## Task directions
Return verbatim the passage of the text on the Take That video The Ultimate Tour starting at "The DVD release" and ending at "and Blu-ray Disc.".

Video by Take That
- Released: 23 October 2006
- Recorded: 17 & 18 June 2006 Etihad Stadium, Manchester UK
- Genre: Pop
- Length: 112 minutes
- Language: English
- Label: Polydor

Take That chronology
| Take That: For the Record (2006) | Take That: The Ultimate Tour (2006) | Beautiful World Live (2008) |

= Take That: The Ultimate Tour =

Take That: The Ultimate Tour is a video by boyband Take That.

== Release information ==

The video features a full-length concert of Take That recorded at the Etihad Stadium in Manchester on 17 and 18 June 2006 during the "Ultimate Tour 2006" it was released in the UK on 6 November 2006 and internationally on 7 December 2006. A limited-edition version of the video was also released on 23 October 2006, containing a bonus CD with 5 of their previous hit singles.

The DVD release does not include "Sure" (which was mixed with the Gorillaz version of "Dirty Harry" for the tour), usually performed between "Apache 2006" and "Relight My Fire" for an unknown reason. However a few seconds of the footage can be seen in the various DVD menus.

The DVD was re-released on 5 November 2007 on HD DVD and Blu-ray Disc.

==Track listing==
- DVD
1. "Once You've Tasted Love"

## Material shown
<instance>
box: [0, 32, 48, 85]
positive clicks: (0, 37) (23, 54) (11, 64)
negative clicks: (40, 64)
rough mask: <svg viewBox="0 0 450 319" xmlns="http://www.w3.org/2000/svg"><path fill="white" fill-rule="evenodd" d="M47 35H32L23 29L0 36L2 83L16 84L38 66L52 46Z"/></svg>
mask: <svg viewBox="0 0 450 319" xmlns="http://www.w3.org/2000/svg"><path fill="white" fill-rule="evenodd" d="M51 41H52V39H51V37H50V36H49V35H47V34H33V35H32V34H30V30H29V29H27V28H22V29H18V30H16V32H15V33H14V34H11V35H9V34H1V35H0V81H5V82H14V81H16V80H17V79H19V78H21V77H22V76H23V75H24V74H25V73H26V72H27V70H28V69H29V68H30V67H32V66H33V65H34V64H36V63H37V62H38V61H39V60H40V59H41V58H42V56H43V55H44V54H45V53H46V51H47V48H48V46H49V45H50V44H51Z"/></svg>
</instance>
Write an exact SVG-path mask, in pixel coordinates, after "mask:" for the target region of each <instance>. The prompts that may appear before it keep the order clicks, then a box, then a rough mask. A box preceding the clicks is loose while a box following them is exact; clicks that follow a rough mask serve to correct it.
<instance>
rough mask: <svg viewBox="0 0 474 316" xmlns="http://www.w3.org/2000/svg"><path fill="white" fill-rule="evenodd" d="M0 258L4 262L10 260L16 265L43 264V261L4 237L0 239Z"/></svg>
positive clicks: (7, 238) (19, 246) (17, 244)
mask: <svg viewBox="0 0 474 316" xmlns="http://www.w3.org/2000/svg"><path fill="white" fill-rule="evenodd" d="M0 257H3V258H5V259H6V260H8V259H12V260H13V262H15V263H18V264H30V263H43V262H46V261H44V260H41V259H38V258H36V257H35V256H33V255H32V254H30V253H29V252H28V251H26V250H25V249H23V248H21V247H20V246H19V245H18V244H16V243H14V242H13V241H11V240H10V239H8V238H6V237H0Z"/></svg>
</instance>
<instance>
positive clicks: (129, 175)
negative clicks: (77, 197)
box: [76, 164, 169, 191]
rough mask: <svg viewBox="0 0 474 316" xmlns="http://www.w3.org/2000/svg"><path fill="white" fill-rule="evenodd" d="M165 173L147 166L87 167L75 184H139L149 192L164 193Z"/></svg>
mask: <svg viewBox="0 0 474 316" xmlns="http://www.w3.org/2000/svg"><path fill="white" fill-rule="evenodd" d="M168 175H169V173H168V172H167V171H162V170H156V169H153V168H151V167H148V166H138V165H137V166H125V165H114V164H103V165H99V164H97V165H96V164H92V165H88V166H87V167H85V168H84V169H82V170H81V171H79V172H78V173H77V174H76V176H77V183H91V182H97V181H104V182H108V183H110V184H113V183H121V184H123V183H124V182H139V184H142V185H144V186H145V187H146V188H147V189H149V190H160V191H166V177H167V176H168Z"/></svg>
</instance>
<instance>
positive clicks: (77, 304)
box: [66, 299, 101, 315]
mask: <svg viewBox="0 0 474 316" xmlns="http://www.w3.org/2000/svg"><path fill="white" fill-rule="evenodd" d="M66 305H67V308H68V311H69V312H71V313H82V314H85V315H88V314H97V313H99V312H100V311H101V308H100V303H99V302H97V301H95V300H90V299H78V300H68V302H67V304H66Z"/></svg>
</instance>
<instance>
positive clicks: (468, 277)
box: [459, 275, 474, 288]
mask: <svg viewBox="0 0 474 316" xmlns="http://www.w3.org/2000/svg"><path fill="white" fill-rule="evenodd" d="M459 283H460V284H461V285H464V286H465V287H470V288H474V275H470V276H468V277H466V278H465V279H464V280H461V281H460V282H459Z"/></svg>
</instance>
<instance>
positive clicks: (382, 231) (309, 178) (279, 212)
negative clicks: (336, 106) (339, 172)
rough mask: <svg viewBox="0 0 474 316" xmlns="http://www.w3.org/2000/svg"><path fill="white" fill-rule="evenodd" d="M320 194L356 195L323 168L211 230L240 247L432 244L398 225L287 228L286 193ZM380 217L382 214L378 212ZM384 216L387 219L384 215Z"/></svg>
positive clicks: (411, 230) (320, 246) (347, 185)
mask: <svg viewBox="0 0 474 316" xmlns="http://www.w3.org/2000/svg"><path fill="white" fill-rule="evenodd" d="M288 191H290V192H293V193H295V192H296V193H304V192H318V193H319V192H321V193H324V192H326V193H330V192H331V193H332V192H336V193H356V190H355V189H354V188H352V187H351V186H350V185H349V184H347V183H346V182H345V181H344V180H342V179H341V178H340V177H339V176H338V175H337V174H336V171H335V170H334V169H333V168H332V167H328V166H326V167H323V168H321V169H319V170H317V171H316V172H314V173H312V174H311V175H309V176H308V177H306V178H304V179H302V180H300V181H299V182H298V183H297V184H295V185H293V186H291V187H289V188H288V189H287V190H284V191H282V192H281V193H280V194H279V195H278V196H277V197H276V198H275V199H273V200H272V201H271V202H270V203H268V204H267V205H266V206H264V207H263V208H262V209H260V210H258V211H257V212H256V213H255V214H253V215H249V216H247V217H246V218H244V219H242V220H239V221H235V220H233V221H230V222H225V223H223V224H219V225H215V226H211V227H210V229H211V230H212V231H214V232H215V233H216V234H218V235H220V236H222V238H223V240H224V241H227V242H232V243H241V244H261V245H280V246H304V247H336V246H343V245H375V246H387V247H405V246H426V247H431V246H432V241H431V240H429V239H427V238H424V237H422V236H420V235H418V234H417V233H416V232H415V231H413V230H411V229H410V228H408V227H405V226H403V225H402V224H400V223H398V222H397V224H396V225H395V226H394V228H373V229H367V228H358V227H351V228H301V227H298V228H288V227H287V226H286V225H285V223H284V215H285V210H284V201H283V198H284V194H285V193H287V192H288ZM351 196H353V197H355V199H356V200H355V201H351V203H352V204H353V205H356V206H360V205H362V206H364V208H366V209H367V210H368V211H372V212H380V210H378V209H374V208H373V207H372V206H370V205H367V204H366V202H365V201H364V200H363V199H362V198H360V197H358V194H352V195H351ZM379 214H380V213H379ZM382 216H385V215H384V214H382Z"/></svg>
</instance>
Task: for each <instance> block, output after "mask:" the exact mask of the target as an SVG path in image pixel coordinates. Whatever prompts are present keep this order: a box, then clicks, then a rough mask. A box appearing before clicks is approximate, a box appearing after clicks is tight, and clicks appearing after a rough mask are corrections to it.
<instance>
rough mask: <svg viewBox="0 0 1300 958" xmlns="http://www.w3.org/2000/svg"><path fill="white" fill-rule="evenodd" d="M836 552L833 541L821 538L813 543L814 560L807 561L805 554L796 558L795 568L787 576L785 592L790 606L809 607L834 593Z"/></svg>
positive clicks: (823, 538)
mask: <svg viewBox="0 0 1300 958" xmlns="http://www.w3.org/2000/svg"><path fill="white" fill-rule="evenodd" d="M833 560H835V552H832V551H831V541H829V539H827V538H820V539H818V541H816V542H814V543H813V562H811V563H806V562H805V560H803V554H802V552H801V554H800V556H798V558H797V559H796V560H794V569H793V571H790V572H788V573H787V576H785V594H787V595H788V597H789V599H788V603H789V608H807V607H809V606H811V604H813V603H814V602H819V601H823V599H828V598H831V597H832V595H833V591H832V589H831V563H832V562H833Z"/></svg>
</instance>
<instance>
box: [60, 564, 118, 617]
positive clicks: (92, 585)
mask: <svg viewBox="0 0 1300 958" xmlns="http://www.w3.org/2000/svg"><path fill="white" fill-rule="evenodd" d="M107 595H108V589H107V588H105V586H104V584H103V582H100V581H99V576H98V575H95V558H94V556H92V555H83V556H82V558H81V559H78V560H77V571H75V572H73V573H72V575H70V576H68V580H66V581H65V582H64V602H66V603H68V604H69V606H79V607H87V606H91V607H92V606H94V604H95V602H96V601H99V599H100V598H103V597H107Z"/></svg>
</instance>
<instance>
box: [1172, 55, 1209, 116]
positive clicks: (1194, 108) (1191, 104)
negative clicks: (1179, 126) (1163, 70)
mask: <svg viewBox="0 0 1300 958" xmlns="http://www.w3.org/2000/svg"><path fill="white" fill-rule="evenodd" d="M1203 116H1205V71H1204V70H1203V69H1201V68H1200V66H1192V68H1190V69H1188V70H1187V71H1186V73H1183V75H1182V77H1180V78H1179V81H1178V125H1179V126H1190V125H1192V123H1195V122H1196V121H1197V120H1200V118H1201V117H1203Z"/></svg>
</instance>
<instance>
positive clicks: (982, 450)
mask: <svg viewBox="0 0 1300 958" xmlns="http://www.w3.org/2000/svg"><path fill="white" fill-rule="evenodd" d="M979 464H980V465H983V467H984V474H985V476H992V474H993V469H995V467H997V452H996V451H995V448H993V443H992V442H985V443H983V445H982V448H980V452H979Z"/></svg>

## Your solution
The DVD release does not include "Sure" (which was mixed with the Gorillaz version of "Dirty Harry" for the tour), usually performed between "Apache 2006" and "Relight My Fire" for an unknown reason. However a few seconds of the footage can be seen in the various DVD menus.

The DVD was re-released on 5 November 2007 on HD DVD and Blu-ray Disc.